• **TASKS FOR THIS EXERCISE**:
A) The article on generated topologies has been proposed for deletion. What reason does it give?
B) Quote the generated-topology article from "# Generated Topology" up to and including "topology on $X$.".

• **GIVEN PASSAGE**:
━━━━━━━━━━━━━━━━━━━━

# Generated Topology is a Topology

This article has been proposed for deletion. In particular: duplicate of Synthetic Basis formed from Synthetic Sub-Basis |

## Theorem

Let $X$ be a set.

Let $\mathcal S \subseteq \mathcal P \left({X}\right)$, where $\mathcal P \left({X}\right)$ is the power set of $X$.

Let $\mathcal T_\mathcal S$ be the generated topology for $\mathcal S$.

Then $\mathcal T_\mathcal S$ is a topology on $X$.

## Proof

We show that $\mathcal S^* = \left\{{\bigcap S : S \subseteq \mathcal S \text{ finite}}\right\}$ (cf. the definition of the generated topology) is a basis.

To see that $\mathcal S^*$ is a basis, we need to prove two things:

- $(1): \quad X = \bigcup \mathcal S^*$
- $(2): \quad$ For any $U_1, U_2 \in \mathcal S^*$ and $x \in U_1 \cap U_2$ there is a $U \in \mathcal S^*$ such that $x \in U \subseteq U_1 \cap U_2$

First note that $X = \bigcap \varnothing \in \mathcal S^*$ and therefore $\bigcup \mathcal S^* = X$.

Additionally, if $U_1, U_2 \in \mathcal S^*$, then there exist finite sets $S_1, S_2 \subseteq \mathcal S$ such that $U_1 = \bigcap S_1$ and $U_2 = \bigcap S_2$ by the definition of $\mathcal S^*$.

Thus we have:

- $U_1 \cap U_2 = \bigcap (S_1 \cup S_2)$

Because $S_1 \cup S_2$ is again a finite set it follows that $U_1 \cap U_2 \in \mathcal S^*$.

This implies $(2)$.

$\blacksquare$

━━━━━━━━━━━━━━━━━━━━

Stored data
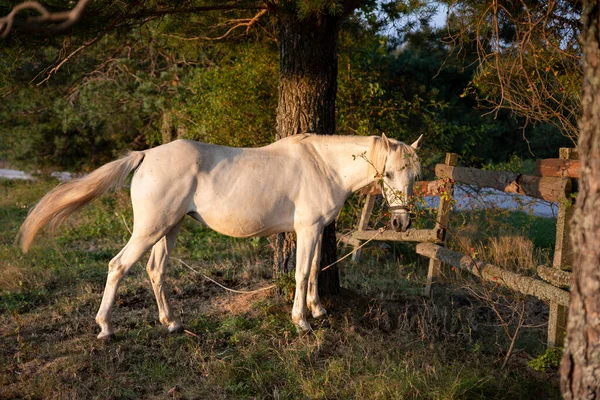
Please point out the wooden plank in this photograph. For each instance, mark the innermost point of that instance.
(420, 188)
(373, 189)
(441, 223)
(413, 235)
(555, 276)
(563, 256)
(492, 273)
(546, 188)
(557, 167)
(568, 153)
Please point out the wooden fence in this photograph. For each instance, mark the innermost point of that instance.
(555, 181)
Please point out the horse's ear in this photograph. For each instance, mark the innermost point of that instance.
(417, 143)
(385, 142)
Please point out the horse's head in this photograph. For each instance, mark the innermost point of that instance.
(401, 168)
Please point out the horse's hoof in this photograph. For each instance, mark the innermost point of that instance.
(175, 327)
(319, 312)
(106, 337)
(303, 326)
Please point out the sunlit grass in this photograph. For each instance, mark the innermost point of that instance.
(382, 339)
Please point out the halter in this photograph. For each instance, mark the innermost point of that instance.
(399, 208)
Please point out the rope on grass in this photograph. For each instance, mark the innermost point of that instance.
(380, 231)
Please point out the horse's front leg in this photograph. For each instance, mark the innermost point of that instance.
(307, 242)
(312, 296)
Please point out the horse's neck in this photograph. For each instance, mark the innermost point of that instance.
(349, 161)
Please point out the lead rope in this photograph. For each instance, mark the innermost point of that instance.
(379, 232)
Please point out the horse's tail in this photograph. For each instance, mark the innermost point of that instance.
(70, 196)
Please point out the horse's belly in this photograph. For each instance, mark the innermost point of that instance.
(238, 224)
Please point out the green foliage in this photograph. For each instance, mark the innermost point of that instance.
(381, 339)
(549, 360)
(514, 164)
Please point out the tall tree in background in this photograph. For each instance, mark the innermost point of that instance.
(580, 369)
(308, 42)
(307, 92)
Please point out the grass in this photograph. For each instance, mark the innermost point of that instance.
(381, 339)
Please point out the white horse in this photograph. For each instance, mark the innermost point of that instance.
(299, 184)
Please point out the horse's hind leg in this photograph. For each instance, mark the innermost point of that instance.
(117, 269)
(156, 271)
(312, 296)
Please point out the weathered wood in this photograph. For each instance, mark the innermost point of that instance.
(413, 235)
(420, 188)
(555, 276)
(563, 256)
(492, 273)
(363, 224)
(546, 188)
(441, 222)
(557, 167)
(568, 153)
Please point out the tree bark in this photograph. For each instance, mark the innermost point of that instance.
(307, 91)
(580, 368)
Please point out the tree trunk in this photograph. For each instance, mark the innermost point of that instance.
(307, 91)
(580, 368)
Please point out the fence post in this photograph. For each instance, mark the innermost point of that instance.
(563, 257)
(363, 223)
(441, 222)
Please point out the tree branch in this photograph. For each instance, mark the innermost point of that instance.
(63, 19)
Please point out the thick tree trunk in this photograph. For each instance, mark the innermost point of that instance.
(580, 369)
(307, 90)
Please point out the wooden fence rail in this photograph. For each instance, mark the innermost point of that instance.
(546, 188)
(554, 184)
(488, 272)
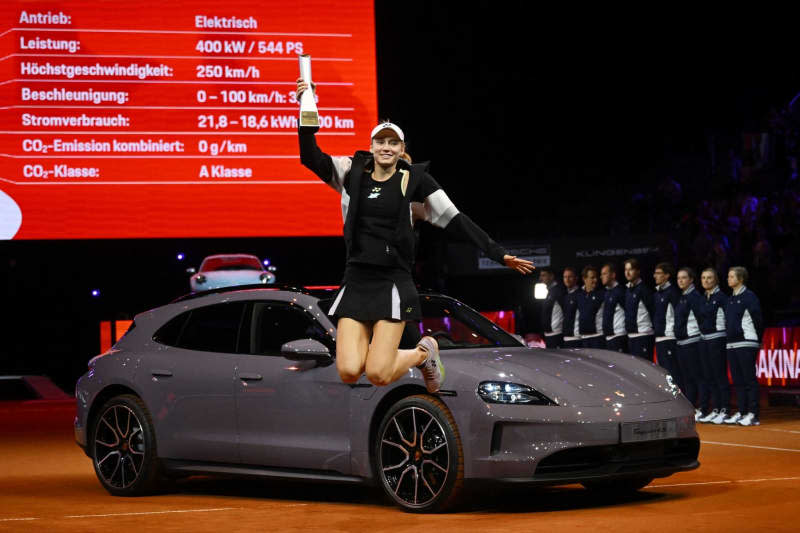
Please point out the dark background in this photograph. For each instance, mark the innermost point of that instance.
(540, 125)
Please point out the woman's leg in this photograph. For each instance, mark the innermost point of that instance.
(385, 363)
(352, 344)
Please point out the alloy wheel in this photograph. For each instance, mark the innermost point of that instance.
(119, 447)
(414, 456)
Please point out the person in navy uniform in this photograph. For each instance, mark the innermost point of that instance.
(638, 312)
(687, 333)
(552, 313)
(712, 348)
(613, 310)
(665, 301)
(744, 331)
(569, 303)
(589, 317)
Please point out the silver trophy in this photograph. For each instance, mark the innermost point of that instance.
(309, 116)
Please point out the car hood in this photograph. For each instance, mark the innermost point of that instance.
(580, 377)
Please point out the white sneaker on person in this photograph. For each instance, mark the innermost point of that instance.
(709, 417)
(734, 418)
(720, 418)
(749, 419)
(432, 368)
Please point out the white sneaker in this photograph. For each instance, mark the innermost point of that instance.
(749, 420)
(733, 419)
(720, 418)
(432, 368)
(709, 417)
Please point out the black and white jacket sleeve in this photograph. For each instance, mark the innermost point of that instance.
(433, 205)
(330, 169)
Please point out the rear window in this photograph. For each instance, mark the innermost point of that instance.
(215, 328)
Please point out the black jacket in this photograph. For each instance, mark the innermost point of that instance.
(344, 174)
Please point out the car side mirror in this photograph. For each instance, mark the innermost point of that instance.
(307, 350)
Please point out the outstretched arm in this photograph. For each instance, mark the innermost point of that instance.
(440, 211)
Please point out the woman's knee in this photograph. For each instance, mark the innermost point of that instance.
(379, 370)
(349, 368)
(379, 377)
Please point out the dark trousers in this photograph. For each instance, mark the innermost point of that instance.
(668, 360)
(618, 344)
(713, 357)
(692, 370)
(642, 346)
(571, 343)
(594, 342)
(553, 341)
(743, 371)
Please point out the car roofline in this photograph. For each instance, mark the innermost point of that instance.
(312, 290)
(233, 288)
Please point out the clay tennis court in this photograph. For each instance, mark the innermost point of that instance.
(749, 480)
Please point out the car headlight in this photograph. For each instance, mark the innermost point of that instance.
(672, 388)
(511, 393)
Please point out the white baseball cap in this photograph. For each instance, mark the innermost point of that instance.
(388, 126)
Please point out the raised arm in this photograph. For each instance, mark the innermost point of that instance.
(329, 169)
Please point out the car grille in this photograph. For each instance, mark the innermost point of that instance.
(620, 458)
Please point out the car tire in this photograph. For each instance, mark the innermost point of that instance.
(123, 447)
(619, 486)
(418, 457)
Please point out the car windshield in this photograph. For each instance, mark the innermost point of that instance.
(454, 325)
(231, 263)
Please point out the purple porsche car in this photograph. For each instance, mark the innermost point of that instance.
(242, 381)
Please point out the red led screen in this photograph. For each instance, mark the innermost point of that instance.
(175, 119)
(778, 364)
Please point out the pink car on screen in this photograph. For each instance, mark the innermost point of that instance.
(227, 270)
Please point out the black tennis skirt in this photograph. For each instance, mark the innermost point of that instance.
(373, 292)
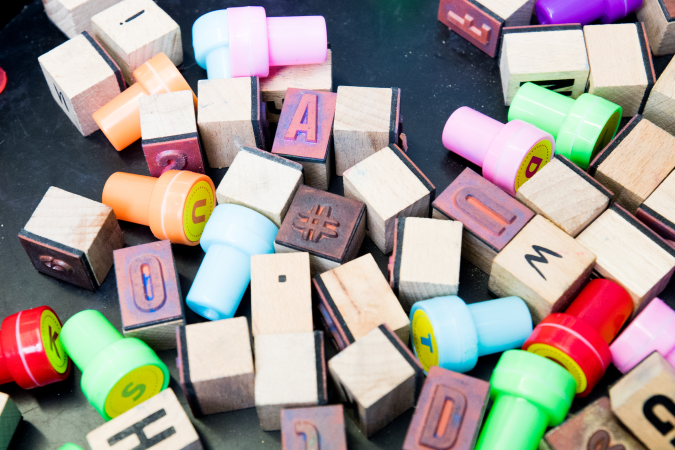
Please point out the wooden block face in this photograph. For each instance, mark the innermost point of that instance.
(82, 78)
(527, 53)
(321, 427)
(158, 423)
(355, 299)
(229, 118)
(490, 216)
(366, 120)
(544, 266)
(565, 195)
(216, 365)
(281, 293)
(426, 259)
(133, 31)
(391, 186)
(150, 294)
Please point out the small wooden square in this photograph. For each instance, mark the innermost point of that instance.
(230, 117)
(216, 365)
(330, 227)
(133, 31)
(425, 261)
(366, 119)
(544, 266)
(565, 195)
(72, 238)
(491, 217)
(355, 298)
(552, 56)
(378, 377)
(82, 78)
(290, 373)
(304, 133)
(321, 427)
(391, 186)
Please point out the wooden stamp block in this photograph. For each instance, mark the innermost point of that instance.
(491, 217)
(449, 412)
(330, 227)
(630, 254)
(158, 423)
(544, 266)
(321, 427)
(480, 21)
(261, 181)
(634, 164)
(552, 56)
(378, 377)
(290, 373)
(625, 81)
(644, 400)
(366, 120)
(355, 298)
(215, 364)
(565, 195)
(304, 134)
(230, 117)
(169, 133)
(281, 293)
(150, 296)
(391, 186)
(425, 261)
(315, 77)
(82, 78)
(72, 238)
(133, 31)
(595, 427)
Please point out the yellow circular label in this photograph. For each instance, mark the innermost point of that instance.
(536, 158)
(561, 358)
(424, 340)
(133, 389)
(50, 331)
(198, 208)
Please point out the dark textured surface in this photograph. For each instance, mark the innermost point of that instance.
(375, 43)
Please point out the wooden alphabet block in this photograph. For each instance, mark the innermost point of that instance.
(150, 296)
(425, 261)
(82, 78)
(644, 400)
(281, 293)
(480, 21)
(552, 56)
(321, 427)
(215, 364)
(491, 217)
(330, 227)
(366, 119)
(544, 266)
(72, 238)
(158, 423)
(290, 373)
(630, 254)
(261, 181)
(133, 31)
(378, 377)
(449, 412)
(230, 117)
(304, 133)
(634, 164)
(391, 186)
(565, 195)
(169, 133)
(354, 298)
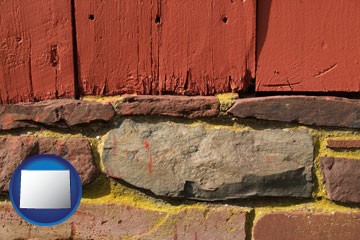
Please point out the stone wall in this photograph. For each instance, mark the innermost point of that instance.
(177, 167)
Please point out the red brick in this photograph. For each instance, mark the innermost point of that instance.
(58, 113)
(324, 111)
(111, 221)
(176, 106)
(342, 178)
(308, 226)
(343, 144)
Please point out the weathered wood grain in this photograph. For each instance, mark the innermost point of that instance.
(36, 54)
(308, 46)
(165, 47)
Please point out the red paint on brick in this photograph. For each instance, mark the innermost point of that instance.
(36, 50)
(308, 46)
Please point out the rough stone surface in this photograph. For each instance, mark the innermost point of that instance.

━━━━━━━━━━━━━━━━━━━━

• **TASK SOLUTIONS**:
A) It is a duplicate of Synthetic Basis formed from Synthetic Sub-Basis.

B)
# Generated Topology is a Topology

This article has been proposed for deletion. In particular: duplicate of Synthetic Basis formed from Synthetic Sub-Basis |

## Theorem

Let $X$ be a set.

Let $\mathcal S \subseteq \mathcal P \left({X}\right)$, where $\mathcal P \left({X}\right)$ is the power set of $X$.

Let $\mathcal T_\mathcal S$ be the generated topology for $\mathcal S$.

Then $\mathcal T_\mathcal S$ is a topology on $X$.